**A block of data**:

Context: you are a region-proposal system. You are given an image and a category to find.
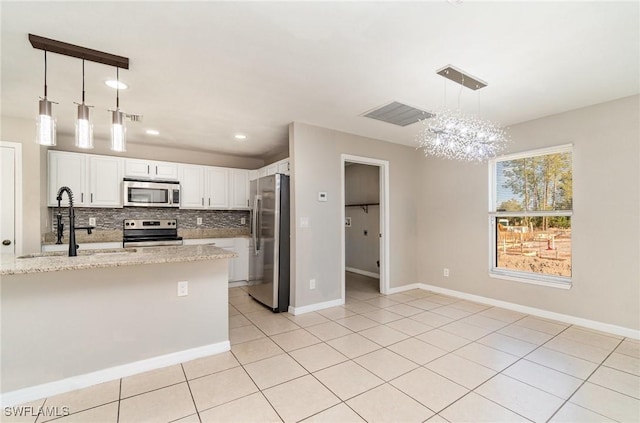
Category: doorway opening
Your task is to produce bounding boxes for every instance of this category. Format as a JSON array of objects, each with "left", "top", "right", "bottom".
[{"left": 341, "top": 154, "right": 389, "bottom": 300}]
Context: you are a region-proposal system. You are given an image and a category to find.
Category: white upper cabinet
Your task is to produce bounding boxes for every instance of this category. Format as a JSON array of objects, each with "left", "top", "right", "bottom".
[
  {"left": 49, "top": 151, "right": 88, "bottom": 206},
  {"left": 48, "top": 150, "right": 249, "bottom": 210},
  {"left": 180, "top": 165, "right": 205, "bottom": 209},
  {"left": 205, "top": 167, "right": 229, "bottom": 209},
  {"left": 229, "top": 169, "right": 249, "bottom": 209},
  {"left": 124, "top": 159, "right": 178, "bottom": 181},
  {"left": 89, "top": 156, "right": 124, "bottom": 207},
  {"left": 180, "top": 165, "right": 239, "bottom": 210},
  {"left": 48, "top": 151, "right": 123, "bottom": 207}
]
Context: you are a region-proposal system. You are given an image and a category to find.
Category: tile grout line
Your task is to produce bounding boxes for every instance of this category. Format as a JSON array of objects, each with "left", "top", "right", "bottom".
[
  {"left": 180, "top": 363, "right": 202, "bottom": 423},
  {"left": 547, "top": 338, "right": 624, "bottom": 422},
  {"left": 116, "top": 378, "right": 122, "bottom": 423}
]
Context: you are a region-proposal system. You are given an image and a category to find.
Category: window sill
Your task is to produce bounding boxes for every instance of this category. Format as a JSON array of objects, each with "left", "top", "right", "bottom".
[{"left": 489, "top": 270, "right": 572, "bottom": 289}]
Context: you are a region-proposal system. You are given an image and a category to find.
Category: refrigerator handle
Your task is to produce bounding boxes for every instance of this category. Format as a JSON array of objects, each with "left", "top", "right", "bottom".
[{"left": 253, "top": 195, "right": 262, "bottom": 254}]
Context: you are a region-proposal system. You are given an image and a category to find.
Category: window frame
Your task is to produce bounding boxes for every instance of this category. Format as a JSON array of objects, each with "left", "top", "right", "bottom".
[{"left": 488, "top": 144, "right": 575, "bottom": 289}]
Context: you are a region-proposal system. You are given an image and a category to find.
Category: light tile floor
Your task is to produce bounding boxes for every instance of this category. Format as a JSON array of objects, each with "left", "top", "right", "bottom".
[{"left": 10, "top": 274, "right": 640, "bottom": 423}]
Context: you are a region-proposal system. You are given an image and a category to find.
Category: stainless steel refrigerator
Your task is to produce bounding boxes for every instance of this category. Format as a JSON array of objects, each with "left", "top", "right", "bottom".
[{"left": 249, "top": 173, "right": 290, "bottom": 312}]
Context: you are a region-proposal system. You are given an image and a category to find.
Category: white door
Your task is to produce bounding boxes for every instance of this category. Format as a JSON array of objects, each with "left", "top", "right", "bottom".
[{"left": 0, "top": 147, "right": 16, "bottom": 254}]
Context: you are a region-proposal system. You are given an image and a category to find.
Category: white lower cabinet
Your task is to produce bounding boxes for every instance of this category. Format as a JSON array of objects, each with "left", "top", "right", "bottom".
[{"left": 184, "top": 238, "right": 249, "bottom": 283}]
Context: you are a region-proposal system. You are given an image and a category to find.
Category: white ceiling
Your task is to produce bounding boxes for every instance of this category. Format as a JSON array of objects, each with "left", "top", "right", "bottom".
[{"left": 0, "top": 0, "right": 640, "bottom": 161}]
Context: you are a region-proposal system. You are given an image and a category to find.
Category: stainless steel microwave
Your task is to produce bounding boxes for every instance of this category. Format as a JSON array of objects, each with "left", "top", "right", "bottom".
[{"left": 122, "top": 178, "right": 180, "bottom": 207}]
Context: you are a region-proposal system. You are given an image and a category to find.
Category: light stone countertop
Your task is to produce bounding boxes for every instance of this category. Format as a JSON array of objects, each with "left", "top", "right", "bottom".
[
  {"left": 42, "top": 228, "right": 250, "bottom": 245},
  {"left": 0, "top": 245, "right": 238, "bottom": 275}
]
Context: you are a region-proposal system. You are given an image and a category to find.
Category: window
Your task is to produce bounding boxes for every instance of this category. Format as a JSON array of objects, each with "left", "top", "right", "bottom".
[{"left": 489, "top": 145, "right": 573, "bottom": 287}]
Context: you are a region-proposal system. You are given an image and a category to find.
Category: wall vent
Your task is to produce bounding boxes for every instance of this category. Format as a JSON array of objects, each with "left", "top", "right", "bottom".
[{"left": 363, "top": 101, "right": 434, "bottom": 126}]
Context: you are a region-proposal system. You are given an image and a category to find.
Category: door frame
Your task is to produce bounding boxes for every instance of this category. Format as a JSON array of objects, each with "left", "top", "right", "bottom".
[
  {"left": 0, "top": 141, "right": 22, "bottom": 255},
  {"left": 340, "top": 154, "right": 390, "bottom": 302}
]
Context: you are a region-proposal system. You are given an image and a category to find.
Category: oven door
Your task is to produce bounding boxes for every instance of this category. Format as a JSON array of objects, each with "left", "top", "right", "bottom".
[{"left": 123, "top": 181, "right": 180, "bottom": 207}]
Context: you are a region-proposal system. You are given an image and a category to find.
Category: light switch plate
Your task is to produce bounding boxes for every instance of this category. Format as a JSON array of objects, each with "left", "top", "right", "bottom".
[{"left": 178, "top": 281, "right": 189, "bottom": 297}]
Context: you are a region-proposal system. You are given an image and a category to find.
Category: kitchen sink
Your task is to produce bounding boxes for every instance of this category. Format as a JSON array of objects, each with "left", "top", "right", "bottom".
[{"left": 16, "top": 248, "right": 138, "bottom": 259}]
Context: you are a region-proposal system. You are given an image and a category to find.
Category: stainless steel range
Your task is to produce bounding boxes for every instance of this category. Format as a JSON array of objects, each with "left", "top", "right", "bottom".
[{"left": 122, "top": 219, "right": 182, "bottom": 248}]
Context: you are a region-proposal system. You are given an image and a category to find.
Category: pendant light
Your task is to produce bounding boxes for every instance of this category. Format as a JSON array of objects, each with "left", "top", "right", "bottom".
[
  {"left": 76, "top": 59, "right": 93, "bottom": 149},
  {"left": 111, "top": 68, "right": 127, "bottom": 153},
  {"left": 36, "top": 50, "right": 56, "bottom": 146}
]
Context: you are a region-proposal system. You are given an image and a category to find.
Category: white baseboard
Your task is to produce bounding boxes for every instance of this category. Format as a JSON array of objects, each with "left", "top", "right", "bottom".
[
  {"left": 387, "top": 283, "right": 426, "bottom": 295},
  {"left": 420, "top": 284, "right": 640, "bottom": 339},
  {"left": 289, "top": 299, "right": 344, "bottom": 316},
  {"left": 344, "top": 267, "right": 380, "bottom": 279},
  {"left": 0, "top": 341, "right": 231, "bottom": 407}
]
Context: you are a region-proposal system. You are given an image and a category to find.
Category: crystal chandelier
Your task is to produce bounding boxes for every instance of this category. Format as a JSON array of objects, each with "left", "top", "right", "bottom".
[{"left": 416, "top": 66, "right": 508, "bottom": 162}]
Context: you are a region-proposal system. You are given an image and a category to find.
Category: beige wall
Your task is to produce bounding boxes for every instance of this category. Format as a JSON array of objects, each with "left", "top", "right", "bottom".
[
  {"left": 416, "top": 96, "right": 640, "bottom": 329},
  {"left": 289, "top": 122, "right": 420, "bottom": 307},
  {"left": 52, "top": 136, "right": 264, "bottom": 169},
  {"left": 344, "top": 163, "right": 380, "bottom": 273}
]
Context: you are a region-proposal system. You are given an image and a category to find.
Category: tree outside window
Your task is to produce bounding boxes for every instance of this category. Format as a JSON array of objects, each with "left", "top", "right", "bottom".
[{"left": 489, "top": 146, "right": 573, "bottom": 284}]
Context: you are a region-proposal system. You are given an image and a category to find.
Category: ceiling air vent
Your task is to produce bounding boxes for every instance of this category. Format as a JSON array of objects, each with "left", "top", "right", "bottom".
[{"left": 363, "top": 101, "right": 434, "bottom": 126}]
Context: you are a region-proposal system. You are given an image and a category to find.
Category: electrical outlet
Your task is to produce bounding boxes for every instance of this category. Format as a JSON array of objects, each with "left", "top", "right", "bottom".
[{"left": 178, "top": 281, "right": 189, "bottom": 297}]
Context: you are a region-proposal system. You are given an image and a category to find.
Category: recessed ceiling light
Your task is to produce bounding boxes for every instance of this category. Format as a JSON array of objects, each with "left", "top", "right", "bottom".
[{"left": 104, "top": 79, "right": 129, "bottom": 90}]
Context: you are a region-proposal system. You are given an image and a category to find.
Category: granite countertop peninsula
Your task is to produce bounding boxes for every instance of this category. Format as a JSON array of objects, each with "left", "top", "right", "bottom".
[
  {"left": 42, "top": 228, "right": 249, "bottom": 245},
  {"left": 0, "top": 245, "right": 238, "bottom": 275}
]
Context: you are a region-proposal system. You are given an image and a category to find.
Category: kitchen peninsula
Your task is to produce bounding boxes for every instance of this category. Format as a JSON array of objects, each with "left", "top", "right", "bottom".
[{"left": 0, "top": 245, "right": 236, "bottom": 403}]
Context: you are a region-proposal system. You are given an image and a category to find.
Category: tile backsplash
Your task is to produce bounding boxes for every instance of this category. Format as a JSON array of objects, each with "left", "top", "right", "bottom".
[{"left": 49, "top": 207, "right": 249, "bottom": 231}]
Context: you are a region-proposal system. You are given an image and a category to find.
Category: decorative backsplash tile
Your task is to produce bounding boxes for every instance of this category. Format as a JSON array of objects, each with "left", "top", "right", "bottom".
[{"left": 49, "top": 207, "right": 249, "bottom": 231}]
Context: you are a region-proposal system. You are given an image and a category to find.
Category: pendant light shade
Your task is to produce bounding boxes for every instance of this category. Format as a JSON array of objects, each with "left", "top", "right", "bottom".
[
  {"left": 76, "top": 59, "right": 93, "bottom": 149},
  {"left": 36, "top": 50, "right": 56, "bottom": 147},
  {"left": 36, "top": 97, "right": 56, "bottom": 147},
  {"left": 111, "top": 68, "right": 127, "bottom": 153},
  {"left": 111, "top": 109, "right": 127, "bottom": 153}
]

**Stated exercise**: Please collect every line of the material above that contains the word "vent", and copy each one unchanged.

**Response to the exercise**:
Category: wall vent
Category: ceiling air vent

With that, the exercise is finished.